:: INPUT

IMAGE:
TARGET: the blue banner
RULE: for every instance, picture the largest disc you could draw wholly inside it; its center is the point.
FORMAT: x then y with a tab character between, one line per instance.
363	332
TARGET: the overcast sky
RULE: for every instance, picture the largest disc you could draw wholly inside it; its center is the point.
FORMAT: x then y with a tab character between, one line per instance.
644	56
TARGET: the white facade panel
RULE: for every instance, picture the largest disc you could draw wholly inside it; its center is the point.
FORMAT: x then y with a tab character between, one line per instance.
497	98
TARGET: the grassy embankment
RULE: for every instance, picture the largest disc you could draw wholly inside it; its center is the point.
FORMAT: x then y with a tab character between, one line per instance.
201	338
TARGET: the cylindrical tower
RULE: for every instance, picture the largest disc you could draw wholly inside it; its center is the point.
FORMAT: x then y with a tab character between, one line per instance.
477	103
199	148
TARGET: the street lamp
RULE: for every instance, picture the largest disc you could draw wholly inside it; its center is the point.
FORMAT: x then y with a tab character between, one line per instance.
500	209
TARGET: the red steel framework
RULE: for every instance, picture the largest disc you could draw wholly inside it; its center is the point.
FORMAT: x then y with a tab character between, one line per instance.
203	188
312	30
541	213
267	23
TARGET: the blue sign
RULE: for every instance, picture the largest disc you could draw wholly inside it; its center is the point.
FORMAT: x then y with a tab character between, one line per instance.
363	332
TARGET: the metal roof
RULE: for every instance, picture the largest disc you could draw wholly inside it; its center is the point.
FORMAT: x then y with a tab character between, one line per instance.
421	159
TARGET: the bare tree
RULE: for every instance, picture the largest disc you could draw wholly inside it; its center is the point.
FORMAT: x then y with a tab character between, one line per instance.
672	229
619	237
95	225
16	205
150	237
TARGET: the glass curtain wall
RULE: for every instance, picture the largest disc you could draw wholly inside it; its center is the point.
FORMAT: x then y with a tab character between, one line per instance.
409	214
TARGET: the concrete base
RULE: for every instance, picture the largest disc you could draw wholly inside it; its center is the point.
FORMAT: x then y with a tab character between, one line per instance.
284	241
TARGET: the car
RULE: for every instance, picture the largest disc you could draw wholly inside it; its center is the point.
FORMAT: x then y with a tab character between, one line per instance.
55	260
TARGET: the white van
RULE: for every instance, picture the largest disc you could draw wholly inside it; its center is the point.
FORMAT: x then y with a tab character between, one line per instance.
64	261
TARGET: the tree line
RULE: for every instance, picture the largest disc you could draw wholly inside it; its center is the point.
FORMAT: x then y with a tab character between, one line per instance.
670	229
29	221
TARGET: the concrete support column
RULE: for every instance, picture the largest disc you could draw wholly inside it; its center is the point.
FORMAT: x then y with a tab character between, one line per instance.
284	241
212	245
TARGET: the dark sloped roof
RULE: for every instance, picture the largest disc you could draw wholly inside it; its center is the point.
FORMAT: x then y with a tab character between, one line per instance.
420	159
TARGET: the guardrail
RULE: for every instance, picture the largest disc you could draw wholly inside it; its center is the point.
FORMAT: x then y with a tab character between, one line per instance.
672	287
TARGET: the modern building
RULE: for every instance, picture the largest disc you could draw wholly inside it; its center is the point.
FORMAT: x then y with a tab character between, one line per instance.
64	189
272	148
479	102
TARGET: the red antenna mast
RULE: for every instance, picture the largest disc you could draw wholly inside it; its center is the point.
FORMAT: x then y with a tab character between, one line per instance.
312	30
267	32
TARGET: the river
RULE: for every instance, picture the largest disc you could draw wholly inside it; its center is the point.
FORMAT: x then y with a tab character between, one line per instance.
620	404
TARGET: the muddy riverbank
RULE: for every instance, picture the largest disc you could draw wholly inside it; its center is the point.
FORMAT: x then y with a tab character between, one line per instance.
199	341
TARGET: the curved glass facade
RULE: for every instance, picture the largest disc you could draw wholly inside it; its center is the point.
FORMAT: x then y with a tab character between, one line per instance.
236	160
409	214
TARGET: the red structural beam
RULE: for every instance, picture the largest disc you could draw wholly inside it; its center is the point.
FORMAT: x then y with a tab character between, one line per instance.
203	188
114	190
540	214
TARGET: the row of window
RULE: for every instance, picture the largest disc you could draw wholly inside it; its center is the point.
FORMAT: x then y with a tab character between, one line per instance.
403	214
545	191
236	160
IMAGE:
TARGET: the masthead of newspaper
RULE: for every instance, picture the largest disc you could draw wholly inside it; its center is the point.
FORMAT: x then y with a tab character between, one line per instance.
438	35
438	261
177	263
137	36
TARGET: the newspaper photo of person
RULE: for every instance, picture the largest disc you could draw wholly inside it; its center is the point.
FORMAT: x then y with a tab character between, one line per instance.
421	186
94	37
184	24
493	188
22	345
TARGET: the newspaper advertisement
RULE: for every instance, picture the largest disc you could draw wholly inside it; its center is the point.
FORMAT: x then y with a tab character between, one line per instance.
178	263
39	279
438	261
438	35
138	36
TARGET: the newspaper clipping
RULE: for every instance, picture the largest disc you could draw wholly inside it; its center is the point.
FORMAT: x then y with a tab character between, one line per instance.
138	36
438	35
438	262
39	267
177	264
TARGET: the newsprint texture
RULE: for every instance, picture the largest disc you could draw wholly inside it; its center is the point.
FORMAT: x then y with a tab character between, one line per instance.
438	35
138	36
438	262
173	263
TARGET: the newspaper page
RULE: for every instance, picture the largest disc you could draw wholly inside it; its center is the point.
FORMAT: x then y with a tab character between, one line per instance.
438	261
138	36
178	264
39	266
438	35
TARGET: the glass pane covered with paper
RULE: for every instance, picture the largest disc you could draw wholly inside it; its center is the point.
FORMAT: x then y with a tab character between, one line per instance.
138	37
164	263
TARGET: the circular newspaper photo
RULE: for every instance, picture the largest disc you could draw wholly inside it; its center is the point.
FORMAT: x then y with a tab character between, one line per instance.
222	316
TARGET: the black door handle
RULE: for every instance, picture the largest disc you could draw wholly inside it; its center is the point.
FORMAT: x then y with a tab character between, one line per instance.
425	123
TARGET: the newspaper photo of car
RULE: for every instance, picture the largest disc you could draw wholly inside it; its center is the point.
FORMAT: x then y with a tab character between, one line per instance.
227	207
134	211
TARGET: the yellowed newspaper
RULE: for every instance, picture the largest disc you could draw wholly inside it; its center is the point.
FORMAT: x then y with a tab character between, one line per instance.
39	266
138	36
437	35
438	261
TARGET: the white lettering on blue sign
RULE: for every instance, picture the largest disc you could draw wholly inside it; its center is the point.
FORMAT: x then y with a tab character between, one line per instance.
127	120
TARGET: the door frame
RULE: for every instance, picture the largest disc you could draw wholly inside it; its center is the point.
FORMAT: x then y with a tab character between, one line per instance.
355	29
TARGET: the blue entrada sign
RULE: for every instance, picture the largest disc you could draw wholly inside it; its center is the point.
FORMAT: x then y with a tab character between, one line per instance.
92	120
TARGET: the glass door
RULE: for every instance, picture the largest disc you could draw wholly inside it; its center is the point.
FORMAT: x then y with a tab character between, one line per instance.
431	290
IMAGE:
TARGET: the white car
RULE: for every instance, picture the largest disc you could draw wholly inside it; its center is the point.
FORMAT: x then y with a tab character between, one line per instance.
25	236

::::

Turn the lines above into a numbered list, leaving out any blank lines.

◆ **RESPONSE BELOW**:
1. IMAGE:
2. TARGET: the blue banner
3. RULE: for every instance, picture the largest disc you could draw wholly inside it; its center is the point.
4. FORMAT: x then y with a tab character between, one line per instance.
5. 363	332
6. TARGET: the overcast sky
7. RULE: for every instance, picture the largest disc you could draw wholly inside it; its center is the point.
8. FORMAT: x then y with a tab character between, one line per instance.
9. 644	56
10. TARGET: the white facade panel
11. RULE: for every instance, picture the largest disc you could draw wholly inside it; its center is the point.
12. FORMAT: x then y with a tab character between, one line per instance.
13. 497	98
14. TARGET: the grassy embankment
15. RULE: for every instance, picture the largest disc you could draw wholly inside it; its center is the point.
16. FORMAT: x then y with a tab character between, one line per instance.
17. 201	338
18. TARGET: the cylindrical tower
19. RULE: for every instance, picture the largest disc you could draw wholly inside it; its center is the point.
20. FORMAT: x then y with a tab character between, one line per instance.
21. 477	103
22. 199	148
23. TARGET: the street lamp
24. RULE: for every instance, picture the largest disc you could draw wholly inside it; its center is the point.
25. FORMAT: x then y with a tab character between, one line per instance.
26. 500	209
27. TARGET: the red steel framework
28. RULE: for every instance, picture the largest disc you could draw wholly inside it; its center is the point.
29. FORMAT: x then y with a tab character between, one line per instance.
30. 203	188
31. 312	30
32. 541	213
33. 267	23
34. TARGET: the blue sign
35. RULE: for every instance, picture the largest disc you could draw wholly inside it; its center is the point.
36. FORMAT: x then y with a tab character between, one line per instance.
37. 363	332
38. TARGET: the metal roof
39. RULE: for every instance, picture the largest disc you could draw wholly inside it; its center is the point.
40. FORMAT: x then y with a tab character between, one line per instance.
41. 421	159
42. TARGET: the bare tree
43. RULE: for every instance, picture the largest disc you could draw wholly inside it; its center is the point.
44. FORMAT: x then y with a tab character between, one line per instance.
45. 672	229
46. 619	237
47. 95	225
48. 16	205
49. 150	237
50. TARGET: the glass curtain wall
51. RULE: for every instance, picture the largest disc you could draw wholly inside it; its center is the point.
52. FORMAT: x then y with a tab character between, one line per instance.
53. 409	214
54. TARGET: the concrete base
55. RULE: for every instance, picture the largest disc you could draw wholly inside it; its center is the point.
56. FORMAT: x then y with a tab character between, one line per instance.
57. 284	241
58. TARGET: the car
59. RULE: for every instance, picture the largest disc you could draw wholly inside it; its center is the point.
60. FORMAT: x then y with a tab character between, one line per instance.
61. 55	260
62. TARGET: the white van
63. RULE: for every instance, picture the largest disc you could draw wholly inside it; its center is the point.
64. FORMAT: x then y with a tab character between, one line per instance.
65. 64	261
66. TARGET: the tree line
67. RULE: for every instance, picture the largest disc you could draw wholly inside it; its center is the point.
68. FORMAT: x then y with a tab character between, one line per instance.
69. 670	229
70. 29	221
71. TARGET: the concrete support column
72. RULE: for every instance, picture the largest disc you could draw wholly inside it; its center is the point.
73. FORMAT: x then y with a tab character between, one line per instance.
74. 284	241
75. 212	245
76. TARGET: the dark sloped roof
77. RULE: for every instance, picture the largest disc you could draw wholly inside it; its center is the point.
78. FORMAT: x then y with a tab character between, one line per instance.
79. 420	159
80. TARGET: the guardrail
81. RULE: for every instance, picture the largest disc you could draw wholly inside it; its center is the point.
82. FORMAT: x then y with a tab character between, one line per instance.
83. 672	287
84. TARGET: the modern building
85. RULE: for every instance, picture the largest disc you could draw wholly inside it; its center is the point.
86. FORMAT: x then y with a tab character between, one line per instance.
87. 64	189
88. 272	148
89. 479	102
90. TARGET: the red antenna mast
91. RULE: for every instance, picture the largest disc you could draw wholly inside it; its center is the point.
92. FORMAT: x then y with a tab character between, one line per instance.
93. 312	30
94. 267	32
95. TARGET: the river
96. RULE: for every instance, picture the largest disc you could draw wholly inside it; its center is the point.
97. FORMAT: x then y with a tab character between, one line per instance.
98. 620	404
99. TARGET: the muddy riverbank
100. RULE: for every instance, picture the largest disc you could draw wholly inside it; its center is the point.
101. FORMAT: x then y with a tab character between, one line per instance.
102. 199	341
103. TARGET: the curved glass facade
104. RULE: for every instance, picture the largest disc you could draw wholly inside it; its center is the point.
105. FORMAT: x then y with a tab character between, one line per instance.
106. 236	160
107. 409	214
108. TARGET: the red structural beam
109. RULE: for every instance, picture the largest disc you could draw wholly inside it; its center is the point.
110. FORMAT: x then y with a tab character between, one line per instance.
111. 203	188
112. 114	190
113. 540	214
114. TARGET: the row of window
115. RULE: for every instance, picture the largest disc you could draw wholly inside it; its center is the point.
116. FORMAT: x then y with a tab character between, one line per instance.
117. 403	214
118. 545	191
119. 236	160
120. IMAGE:
121. TARGET: the masthead of newspaper
122. RULE: for every instance, picture the largest disc you could draw wholly inside it; its center is the point.
123. FORMAT: x then y with a tab character between, one line per instance.
124. 438	35
125. 438	261
126. 177	263
127. 137	36
128. TARGET: the newspaper photo of person
129. RULE: for every instance, picture the largest disc you could draw wholly inside it; its center is the point.
130. FORMAT: x then y with a tab character between, one line per instance.
131. 421	186
132. 94	37
133. 184	24
134. 493	188
135. 22	345
136. TARGET: the newspaper advertisement
137. RULE: for every instance, picture the largest disc you could draw wholly inside it; its center is the point.
138. FORMAT: x then y with a tab character between, one line per instance.
139. 178	263
140. 39	279
141. 438	261
142. 438	35
143. 138	36
144. TARGET: the newspaper clipping
145. RULE: for every instance, picture the largest disc you could draw wholly inside it; its center is the point.
146. FORMAT: x then y with a tab character between, one line per instance.
147. 138	36
148. 438	35
149. 438	262
150. 39	267
151. 177	264
152. TARGET: the newsprint texture
153. RULE: for every instance, picture the largest disc you could draw wholly inside it; its center is the point.
154. FORMAT: x then y with a tab character between, one line per instance.
155. 438	35
156. 138	36
157. 438	262
158. 173	263
159. TARGET: the newspaper page
160. RULE: for every instance, picture the largest disc you could draw wholly inside it; its center is the point.
161. FORMAT: x then y with a tab character between, one line per instance.
162. 438	261
163. 138	36
164. 178	264
165. 39	266
166. 438	35
167. TARGET: the glass pane covered with paper
168. RULE: for every instance, picture the largest disc you could draw wholly inside it; its center is the point.
169. FORMAT: x then y with a tab character between, one line per instance.
170. 138	37
171. 164	263
172. TARGET: the circular newspaper photo
173. RULE: for every instance, picture the largest disc you could draw wholly inside it; its center is the point.
174. FORMAT: x then y with a tab character between, one line per instance.
175. 222	316
176. TARGET: the black door handle
177. RULE: for every instance, picture the largest disc you could draw wholly inside it; its center is the point.
178. FORMAT: x then y with a tab character between, one line per instance.
179. 425	123
180. TARGET: the newspaper photo of car
181. RULE: for every instance, picture the largest disc you could draw wholly inside it; its center is the point.
182. FORMAT: x then y with a tab character between, one line per instance.
183. 227	207
184. 134	211
185. TARGET: the yellowed newspaper
186. RULE: for every instance, picture the largest disc you could draw wholly inside it; its center is the point.
187. FORMAT: x then y with a tab character between, one line per instance.
188. 39	266
189. 138	36
190. 437	35
191. 438	261
192. TARGET: the white lettering on blue sign
193. RULE: for every instance, picture the largest disc you could draw wholly inside it; its center is the point.
194. FORMAT: x then y with a tab character between, one line per instance.
195. 127	120
196. TARGET: the door frame
197. RULE: for every instance, picture the largest disc you could draw wholly inside it; its center is the point.
198. FORMAT: x then y with a tab character between, one line per instance.
199. 355	29
200. TARGET: the blue entrada sign
201. RULE: for every instance, picture the largest disc you could draw wholly inside it; its center is the point.
202. FORMAT: x then y with a tab character between, one line per instance.
203. 92	120
204. TARGET: the glass door
205. RULE: for every instance, picture the largest disc you could draw wholly inside it; its center is the point.
206. FORMAT: x then y with a tab character between, one line per instance.
207. 431	290
208. IMAGE:
209. TARGET: the white car
210. RULE: for every instance, picture the largest disc you could draw wholly inside it; its center is the point.
211. FORMAT: x then y with a tab character between, one line per instance.
212. 25	236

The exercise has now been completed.